I Am Charlotte Simmons
v. Wake Up, Sir!

Judged by Danny Gregory

I Am Charlotte Simmons is Wolfe’s cranky new epic, the story of an innocent overachiever who enrolls in a fictional college and is reluctantly transformed by her encounters with various jocks, fratboys, and would-be intellectual revolutionaries. Wolfe depicts college life as a seething hotbed of binge drinking, jock deification, obscenity, and fornication, and academics are mere annoyances to various cheats and careerists. His trademark linguistic gymnastics are on a short leash, though he manages to knock out some awkwardly vulgar hip-hop lyrics and a few sex scenes cribbed from Gray’s Anatomy. Nonetheless, the book is compulsively readable, and its 676 pages go down like Jägermeister.

Objective
Please explain, using the review of I Am Charlotte Simmons, what causes its central character to be transformed after she enrolls in college.

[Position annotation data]
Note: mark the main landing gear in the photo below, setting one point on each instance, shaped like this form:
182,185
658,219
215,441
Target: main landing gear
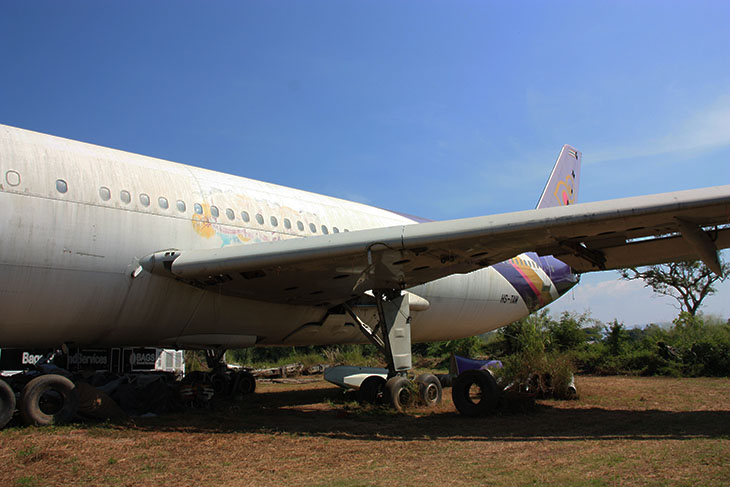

Reply
Her encounters with various jocks, fratboys, and would-be intellectual revolutionaries at a fictional college transform her, though the transformation is a reluctant one.